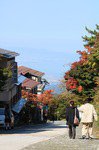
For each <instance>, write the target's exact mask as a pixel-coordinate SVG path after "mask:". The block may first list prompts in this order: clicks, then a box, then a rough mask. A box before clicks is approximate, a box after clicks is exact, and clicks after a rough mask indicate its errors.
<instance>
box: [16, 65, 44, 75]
mask: <svg viewBox="0 0 99 150" xmlns="http://www.w3.org/2000/svg"><path fill="white" fill-rule="evenodd" d="M18 73H19V74H21V73H22V74H23V75H25V74H26V73H30V74H31V75H34V76H37V77H41V76H43V75H44V73H43V72H39V71H37V70H33V69H31V68H28V67H25V66H19V67H18Z"/></svg>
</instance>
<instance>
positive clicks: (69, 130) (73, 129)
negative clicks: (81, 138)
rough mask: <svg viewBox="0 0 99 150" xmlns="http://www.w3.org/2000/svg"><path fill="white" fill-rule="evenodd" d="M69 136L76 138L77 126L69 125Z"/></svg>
mask: <svg viewBox="0 0 99 150" xmlns="http://www.w3.org/2000/svg"><path fill="white" fill-rule="evenodd" d="M69 137H70V138H72V139H75V137H76V126H75V125H73V126H69Z"/></svg>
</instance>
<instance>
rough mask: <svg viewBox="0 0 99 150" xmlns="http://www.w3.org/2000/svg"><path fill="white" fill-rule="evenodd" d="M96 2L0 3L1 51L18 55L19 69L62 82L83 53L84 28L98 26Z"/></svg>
mask: <svg viewBox="0 0 99 150" xmlns="http://www.w3.org/2000/svg"><path fill="white" fill-rule="evenodd" d="M98 6H99V1H98V0H94V1H92V0H87V1H86V0H83V1H80V0H69V1H68V0H3V1H2V0H0V48H4V49H8V50H12V51H15V52H18V53H19V54H20V55H19V56H18V57H17V58H16V60H17V61H18V65H24V66H27V67H30V68H33V69H36V70H39V71H42V72H45V78H46V79H47V80H48V81H49V82H50V81H57V80H59V79H61V78H63V76H64V73H65V72H66V71H67V70H68V69H69V65H68V64H70V63H72V62H74V61H77V60H78V59H79V55H78V54H76V50H83V49H84V47H83V40H82V38H81V36H82V35H86V34H87V32H86V31H85V26H87V27H88V28H89V29H94V28H95V24H99V7H98Z"/></svg>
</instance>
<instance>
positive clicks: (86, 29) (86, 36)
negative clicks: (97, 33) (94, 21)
mask: <svg viewBox="0 0 99 150" xmlns="http://www.w3.org/2000/svg"><path fill="white" fill-rule="evenodd" d="M85 29H86V31H87V32H88V33H89V34H91V36H90V37H88V36H86V35H85V36H82V38H83V41H84V42H86V44H84V46H90V47H92V46H94V44H95V40H96V35H97V32H98V30H99V25H97V24H96V30H94V31H92V30H90V29H88V28H87V27H85Z"/></svg>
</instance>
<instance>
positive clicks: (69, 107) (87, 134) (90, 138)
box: [66, 98, 97, 139]
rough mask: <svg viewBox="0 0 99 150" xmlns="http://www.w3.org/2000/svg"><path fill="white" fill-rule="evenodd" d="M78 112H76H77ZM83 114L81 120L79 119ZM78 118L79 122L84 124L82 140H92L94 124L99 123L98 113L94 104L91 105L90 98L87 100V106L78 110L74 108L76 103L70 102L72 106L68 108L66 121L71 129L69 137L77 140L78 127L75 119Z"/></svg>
mask: <svg viewBox="0 0 99 150" xmlns="http://www.w3.org/2000/svg"><path fill="white" fill-rule="evenodd" d="M75 110H76V111H75ZM79 112H81V120H80V117H79ZM75 115H76V117H77V118H78V120H79V122H80V121H81V123H82V139H85V138H87V137H88V138H89V139H92V138H93V135H92V131H93V123H94V120H96V121H97V113H96V110H95V108H94V106H93V105H92V104H90V98H88V99H86V101H85V104H83V105H81V106H80V107H79V108H78V109H77V107H75V106H74V101H70V106H69V107H68V108H66V121H67V125H68V127H69V137H70V138H73V139H75V137H76V127H77V126H78V125H76V124H75V123H74V118H75Z"/></svg>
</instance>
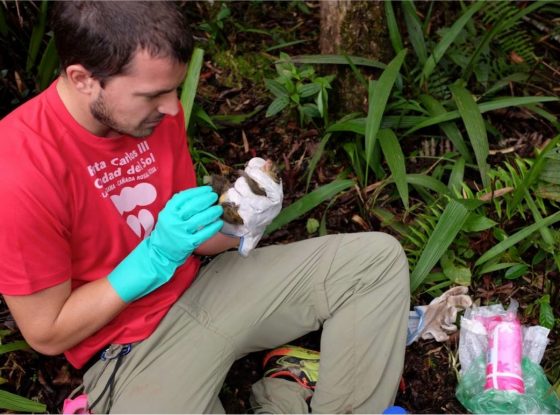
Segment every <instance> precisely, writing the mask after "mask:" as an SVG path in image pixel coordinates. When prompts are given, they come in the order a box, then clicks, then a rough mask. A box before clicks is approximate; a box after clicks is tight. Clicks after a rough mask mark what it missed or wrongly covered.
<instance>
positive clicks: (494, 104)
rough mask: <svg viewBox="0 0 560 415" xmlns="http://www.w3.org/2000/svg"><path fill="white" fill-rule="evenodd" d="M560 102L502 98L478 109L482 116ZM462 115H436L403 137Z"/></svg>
mask: <svg viewBox="0 0 560 415" xmlns="http://www.w3.org/2000/svg"><path fill="white" fill-rule="evenodd" d="M555 101H560V99H559V98H557V97H500V98H496V99H493V100H492V101H487V102H483V103H480V104H478V109H479V111H480V113H481V114H484V113H485V112H488V111H494V110H497V109H502V108H507V107H523V106H527V105H531V104H538V103H543V102H555ZM460 117H461V114H459V111H449V112H447V113H445V114H441V115H436V116H435V117H429V118H424V120H423V121H421V122H419V123H418V124H417V125H415V126H414V127H412V128H411V129H409V130H407V131H405V132H404V133H403V134H402V136H406V135H409V134H411V133H413V132H414V131H417V130H420V129H422V128H426V127H430V126H432V125H436V124H441V123H442V122H446V121H452V120H455V119H457V118H460Z"/></svg>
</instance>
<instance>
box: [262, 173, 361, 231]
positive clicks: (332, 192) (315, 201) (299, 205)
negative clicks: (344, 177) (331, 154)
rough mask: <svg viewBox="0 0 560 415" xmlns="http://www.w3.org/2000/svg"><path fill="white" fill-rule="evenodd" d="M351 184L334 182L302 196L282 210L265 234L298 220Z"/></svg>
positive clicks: (341, 180)
mask: <svg viewBox="0 0 560 415" xmlns="http://www.w3.org/2000/svg"><path fill="white" fill-rule="evenodd" d="M353 184H354V181H353V180H335V181H333V182H331V183H329V184H326V185H324V186H321V187H319V188H318V189H316V190H314V191H312V192H311V193H309V194H307V195H305V196H303V197H302V198H301V199H298V200H296V201H295V202H294V203H292V204H291V205H290V206H288V207H286V208H284V209H283V210H282V211H281V212H280V214H279V215H278V216H277V217H276V218H275V219H274V220H273V221H272V223H271V224H270V225H269V226H268V227H267V228H266V233H270V232H274V231H275V230H276V229H279V228H281V227H282V226H284V225H286V224H288V223H290V222H291V221H293V220H295V219H297V218H299V217H300V216H302V215H304V214H305V213H307V212H309V211H310V210H311V209H313V208H315V207H316V206H318V205H319V204H321V203H323V202H324V201H326V200H329V199H331V198H332V197H334V196H336V195H337V194H339V193H340V192H342V191H344V190H346V189H348V188H349V187H350V186H352V185H353Z"/></svg>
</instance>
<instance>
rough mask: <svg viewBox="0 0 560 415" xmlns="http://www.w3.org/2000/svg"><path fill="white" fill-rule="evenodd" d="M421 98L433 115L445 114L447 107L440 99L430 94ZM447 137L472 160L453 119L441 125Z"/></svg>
mask: <svg viewBox="0 0 560 415" xmlns="http://www.w3.org/2000/svg"><path fill="white" fill-rule="evenodd" d="M420 100H421V101H422V103H423V104H424V106H425V107H426V109H427V110H428V112H429V113H430V115H432V116H436V115H442V114H445V113H446V111H445V108H444V107H443V105H441V104H440V102H439V101H437V100H436V99H434V98H433V97H431V96H430V95H422V96H421V97H420ZM439 127H440V128H441V129H442V130H443V132H444V133H445V135H446V136H447V138H449V140H450V141H451V142H452V143H453V146H454V147H455V149H456V150H457V151H458V152H459V154H461V156H463V158H464V159H465V160H466V161H468V162H469V163H470V162H471V161H472V157H471V153H470V151H469V149H468V148H467V145H466V144H465V140H464V139H463V136H462V134H461V131H460V130H459V128H458V127H457V125H456V124H455V123H453V122H451V121H449V122H443V123H441V124H440V126H439Z"/></svg>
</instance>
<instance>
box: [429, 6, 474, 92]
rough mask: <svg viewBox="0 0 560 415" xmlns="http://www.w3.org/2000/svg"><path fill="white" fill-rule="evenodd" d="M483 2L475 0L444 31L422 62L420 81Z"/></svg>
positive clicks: (457, 35)
mask: <svg viewBox="0 0 560 415" xmlns="http://www.w3.org/2000/svg"><path fill="white" fill-rule="evenodd" d="M484 4H485V2H484V1H477V2H475V3H473V4H472V5H471V6H470V7H469V8H468V9H467V10H466V11H465V12H464V13H463V15H462V16H461V17H460V18H459V19H457V21H456V22H455V23H454V24H453V26H451V28H450V29H449V30H448V31H447V32H446V33H445V35H444V36H443V37H442V39H441V40H440V41H439V43H438V44H437V45H436V47H435V48H434V51H433V53H432V54H431V55H430V57H429V58H428V59H427V60H426V63H425V64H424V69H423V70H422V79H423V81H422V83H423V82H425V81H427V80H428V78H429V77H430V75H431V74H432V72H433V71H434V69H435V67H436V65H437V64H438V62H439V61H440V59H441V58H442V57H443V56H444V55H445V52H446V51H447V49H449V47H450V46H451V45H452V44H453V42H454V41H455V39H456V38H457V36H459V35H460V34H461V32H462V31H463V28H464V27H465V25H466V24H467V23H468V22H469V21H470V20H471V18H472V16H473V15H474V14H475V13H476V12H477V11H479V10H480V9H481V8H482V6H483V5H484Z"/></svg>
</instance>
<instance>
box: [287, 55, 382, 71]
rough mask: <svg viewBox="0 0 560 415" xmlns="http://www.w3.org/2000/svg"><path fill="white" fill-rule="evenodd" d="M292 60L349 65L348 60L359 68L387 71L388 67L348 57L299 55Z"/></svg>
mask: <svg viewBox="0 0 560 415" xmlns="http://www.w3.org/2000/svg"><path fill="white" fill-rule="evenodd" d="M291 60H292V62H296V63H307V64H312V65H325V64H330V65H348V60H350V61H351V62H352V63H353V64H354V65H357V66H369V67H372V68H379V69H385V68H386V67H387V65H385V64H384V63H381V62H379V61H376V60H374V59H367V58H362V57H359V56H347V55H297V56H292V57H291Z"/></svg>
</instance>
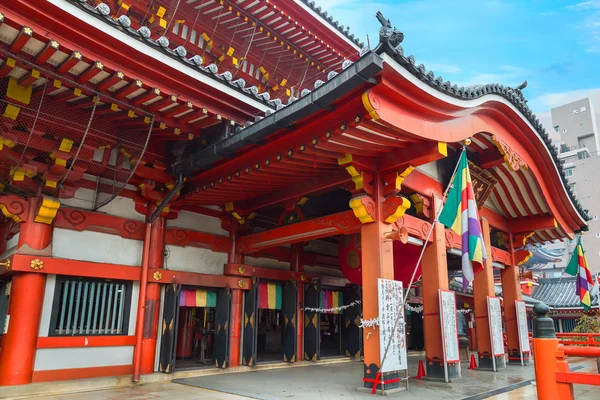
• • • •
Written task: Which lines in the records above contain the string "positive"? Pull out each of those lines in full, treating uppercase and lowercase letters as different.

Exercise solution:
positive clicks: (69, 130) (73, 129)
positive clicks: (86, 29) (86, 36)
positive clicks: (69, 107) (87, 134) (90, 138)
positive clicks: (494, 104)
positive clicks: (332, 192) (315, 201) (299, 205)
positive clicks: (341, 180)
positive clicks: (457, 35)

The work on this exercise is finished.